Count the lines in the listing below that contain the word "stripe", and give only that number.

# RECORDS:
○ ○ ○ ○
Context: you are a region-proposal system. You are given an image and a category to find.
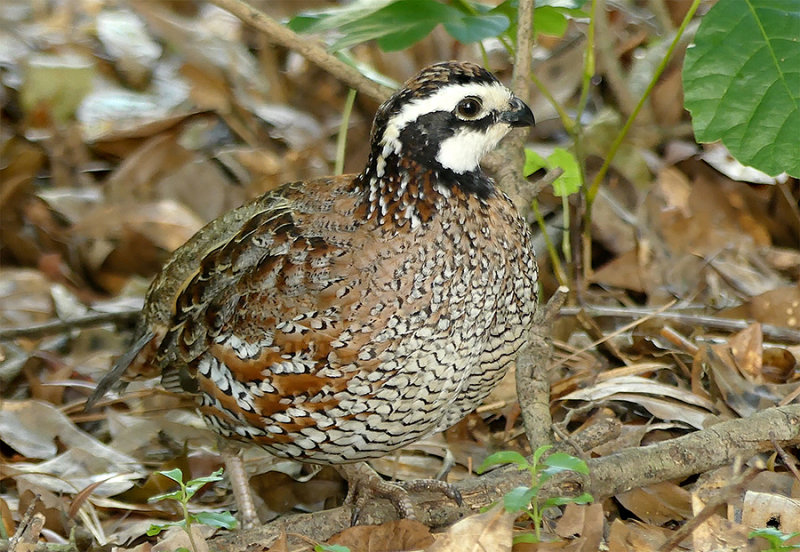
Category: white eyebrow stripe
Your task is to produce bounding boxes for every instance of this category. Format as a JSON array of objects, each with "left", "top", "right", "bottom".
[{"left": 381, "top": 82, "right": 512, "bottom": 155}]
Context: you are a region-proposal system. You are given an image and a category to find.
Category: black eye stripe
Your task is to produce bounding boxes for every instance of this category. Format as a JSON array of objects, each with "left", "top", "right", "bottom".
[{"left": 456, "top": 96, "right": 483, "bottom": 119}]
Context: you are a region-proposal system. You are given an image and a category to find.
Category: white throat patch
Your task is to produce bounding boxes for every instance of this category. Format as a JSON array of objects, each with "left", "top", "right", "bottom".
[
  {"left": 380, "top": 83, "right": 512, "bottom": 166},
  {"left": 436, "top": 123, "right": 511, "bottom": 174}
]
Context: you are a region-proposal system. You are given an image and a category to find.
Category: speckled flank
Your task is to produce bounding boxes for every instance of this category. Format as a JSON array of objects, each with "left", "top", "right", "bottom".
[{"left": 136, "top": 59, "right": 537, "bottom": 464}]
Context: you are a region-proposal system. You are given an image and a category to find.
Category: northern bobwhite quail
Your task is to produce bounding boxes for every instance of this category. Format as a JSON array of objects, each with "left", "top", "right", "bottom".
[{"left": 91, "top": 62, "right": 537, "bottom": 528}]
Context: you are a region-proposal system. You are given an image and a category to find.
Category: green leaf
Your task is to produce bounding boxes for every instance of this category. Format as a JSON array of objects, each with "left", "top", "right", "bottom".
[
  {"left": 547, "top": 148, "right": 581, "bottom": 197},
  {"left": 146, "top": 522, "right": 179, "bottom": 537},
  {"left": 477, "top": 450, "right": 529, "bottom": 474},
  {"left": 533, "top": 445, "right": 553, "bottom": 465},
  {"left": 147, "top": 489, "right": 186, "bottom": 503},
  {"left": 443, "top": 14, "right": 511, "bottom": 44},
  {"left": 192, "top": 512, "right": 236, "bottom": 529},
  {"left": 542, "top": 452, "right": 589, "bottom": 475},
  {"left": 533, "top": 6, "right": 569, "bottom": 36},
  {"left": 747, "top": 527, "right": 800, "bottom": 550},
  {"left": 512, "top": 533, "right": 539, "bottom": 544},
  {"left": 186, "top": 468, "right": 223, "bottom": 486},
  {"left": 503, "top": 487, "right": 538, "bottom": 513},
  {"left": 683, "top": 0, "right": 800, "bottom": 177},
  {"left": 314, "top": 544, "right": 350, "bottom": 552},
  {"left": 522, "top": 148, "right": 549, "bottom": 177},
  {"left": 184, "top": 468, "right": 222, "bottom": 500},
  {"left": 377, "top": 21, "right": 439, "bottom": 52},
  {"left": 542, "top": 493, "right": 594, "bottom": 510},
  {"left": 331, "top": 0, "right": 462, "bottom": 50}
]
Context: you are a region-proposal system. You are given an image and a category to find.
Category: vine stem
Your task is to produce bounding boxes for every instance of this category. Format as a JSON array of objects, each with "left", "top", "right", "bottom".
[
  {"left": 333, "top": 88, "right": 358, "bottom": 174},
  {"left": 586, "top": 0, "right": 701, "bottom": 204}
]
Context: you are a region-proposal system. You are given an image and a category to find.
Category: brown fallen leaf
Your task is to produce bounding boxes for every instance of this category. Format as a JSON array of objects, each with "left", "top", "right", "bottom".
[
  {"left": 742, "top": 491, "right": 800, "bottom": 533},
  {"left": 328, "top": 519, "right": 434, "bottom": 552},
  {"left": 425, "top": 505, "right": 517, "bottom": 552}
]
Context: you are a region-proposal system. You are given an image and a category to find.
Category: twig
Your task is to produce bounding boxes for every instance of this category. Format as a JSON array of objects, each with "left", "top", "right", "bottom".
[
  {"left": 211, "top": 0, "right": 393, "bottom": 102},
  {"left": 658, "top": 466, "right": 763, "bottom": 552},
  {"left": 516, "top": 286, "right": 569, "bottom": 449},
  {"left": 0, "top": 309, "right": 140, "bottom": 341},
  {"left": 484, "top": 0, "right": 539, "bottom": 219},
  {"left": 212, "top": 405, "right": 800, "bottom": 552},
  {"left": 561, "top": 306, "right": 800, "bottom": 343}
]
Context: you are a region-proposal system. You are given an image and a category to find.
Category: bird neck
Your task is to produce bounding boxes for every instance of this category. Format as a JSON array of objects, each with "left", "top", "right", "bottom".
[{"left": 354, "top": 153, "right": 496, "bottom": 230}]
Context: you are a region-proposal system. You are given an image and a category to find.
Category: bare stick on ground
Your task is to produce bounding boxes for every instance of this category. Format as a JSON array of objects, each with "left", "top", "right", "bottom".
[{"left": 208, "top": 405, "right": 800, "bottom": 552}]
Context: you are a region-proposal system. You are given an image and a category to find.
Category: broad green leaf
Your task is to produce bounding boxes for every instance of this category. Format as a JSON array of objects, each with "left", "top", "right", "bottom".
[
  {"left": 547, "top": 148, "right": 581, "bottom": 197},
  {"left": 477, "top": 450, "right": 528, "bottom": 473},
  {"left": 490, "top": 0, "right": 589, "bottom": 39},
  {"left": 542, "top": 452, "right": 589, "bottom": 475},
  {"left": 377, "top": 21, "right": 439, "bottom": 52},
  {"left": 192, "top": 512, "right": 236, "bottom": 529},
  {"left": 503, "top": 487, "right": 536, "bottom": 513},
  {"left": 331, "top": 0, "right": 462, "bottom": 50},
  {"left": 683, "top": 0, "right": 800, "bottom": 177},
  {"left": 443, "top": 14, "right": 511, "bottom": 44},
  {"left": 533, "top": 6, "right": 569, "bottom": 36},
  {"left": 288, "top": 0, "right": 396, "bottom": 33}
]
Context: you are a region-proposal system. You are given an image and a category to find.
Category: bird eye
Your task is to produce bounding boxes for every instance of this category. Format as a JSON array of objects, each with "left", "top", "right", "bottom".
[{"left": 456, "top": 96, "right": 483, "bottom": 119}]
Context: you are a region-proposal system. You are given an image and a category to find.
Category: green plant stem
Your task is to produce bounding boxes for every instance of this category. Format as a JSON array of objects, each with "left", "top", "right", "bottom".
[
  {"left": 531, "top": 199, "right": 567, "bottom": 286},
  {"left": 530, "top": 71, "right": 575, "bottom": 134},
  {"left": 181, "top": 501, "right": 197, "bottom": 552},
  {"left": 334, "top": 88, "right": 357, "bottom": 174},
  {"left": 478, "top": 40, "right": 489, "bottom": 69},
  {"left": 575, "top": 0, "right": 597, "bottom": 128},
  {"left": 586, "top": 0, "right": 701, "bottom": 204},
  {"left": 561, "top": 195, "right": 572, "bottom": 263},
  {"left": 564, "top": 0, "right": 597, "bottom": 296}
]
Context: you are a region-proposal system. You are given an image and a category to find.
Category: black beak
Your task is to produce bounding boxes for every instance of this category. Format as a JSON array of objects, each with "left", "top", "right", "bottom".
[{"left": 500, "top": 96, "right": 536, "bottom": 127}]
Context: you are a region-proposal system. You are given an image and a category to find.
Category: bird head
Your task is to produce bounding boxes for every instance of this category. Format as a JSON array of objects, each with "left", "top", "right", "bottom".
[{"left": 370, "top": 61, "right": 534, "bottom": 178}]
○ ○ ○ ○
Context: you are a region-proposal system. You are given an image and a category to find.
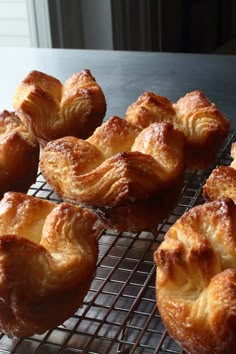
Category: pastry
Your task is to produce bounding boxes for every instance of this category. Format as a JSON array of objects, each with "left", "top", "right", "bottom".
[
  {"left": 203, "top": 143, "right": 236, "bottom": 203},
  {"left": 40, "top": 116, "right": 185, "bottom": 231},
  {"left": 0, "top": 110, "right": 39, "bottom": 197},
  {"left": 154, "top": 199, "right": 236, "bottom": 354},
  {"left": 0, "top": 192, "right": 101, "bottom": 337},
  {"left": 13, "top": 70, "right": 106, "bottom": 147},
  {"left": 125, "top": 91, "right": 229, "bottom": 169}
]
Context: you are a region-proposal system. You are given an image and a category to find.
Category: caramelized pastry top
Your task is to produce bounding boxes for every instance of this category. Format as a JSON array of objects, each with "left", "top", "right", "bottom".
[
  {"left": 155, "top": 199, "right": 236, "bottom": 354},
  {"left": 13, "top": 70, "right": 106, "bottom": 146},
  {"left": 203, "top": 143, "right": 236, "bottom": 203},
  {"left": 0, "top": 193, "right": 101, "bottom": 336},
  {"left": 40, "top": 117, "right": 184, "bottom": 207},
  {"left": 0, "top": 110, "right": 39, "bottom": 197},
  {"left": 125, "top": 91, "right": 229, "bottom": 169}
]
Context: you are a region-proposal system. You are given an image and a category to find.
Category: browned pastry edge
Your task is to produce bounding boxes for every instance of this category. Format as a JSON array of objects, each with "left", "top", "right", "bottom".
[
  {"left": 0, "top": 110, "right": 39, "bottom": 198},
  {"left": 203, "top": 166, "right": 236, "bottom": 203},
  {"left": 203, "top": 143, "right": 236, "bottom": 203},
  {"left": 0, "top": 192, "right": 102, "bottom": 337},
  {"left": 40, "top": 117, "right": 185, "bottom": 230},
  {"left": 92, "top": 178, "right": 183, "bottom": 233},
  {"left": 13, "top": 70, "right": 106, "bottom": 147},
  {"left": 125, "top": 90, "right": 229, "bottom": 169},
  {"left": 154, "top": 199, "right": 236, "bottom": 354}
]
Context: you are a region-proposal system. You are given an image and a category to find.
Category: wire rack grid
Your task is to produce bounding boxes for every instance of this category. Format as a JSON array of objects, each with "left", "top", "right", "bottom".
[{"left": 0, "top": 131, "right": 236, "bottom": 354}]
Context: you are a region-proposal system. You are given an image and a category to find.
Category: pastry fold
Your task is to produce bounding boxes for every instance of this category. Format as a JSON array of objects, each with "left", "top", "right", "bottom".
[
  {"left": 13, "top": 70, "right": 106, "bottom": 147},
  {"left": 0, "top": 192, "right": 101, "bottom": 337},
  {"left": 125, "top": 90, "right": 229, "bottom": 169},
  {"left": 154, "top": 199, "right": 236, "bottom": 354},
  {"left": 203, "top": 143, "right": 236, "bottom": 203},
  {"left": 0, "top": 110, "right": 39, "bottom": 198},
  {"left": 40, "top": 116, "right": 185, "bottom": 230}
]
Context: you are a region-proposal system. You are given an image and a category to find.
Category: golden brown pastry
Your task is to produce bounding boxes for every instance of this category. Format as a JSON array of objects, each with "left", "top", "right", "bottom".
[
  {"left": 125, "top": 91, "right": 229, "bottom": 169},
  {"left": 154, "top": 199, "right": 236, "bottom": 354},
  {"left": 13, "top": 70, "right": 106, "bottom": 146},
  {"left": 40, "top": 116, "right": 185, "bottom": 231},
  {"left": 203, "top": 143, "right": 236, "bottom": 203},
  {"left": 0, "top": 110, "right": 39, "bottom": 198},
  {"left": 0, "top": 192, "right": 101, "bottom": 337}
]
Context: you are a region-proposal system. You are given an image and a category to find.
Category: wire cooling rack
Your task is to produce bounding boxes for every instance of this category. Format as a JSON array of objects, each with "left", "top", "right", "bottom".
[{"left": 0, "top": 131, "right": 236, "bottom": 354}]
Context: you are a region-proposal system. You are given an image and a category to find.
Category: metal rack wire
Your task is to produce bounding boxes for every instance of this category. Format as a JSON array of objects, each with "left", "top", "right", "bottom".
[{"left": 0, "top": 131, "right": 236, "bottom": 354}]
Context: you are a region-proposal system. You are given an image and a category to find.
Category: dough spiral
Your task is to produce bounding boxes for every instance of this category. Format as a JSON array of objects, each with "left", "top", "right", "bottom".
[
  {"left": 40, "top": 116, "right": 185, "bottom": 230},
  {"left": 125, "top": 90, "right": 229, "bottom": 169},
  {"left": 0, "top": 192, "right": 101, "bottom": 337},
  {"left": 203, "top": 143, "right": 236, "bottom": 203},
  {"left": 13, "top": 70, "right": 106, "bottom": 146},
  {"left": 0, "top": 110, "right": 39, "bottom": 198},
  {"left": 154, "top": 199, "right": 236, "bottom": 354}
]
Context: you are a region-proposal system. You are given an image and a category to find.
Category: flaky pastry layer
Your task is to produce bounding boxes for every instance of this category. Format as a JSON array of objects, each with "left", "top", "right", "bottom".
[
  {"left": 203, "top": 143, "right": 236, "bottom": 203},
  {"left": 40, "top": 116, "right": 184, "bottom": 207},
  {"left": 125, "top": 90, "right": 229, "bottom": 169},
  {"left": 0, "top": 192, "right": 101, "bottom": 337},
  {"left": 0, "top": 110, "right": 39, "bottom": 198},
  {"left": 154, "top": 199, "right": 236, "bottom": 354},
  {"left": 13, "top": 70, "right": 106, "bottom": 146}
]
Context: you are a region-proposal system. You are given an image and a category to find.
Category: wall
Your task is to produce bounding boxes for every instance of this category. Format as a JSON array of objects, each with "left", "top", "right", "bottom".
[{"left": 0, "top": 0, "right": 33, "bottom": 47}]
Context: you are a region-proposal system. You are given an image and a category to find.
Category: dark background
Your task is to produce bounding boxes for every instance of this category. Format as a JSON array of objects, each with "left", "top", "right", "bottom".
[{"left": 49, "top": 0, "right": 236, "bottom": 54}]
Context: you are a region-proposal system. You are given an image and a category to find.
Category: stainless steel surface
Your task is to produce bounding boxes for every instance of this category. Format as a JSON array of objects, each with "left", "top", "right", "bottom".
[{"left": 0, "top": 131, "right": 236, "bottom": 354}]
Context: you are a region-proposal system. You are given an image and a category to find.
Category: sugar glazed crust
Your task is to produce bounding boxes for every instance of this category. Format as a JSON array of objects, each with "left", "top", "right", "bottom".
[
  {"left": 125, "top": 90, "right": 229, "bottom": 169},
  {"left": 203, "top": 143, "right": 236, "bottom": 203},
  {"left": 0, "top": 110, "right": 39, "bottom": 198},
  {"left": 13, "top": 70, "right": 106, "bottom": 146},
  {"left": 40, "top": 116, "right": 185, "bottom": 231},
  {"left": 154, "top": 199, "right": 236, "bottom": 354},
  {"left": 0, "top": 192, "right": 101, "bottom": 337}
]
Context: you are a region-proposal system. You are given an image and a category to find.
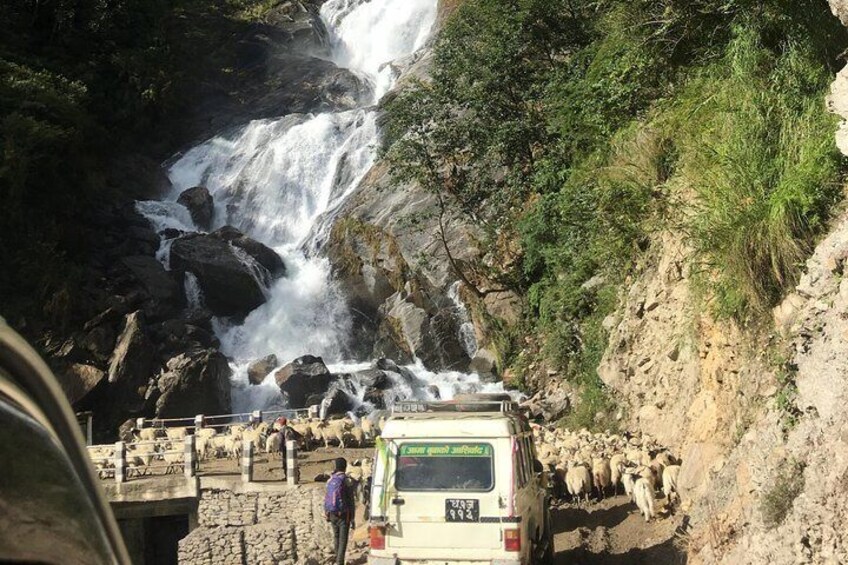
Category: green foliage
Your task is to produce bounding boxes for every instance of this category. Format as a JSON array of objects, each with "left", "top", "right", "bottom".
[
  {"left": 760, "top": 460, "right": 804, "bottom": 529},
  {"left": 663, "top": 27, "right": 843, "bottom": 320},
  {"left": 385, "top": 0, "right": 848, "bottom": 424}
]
○ ○ ○ ○
# THE COMPLETED TASK:
2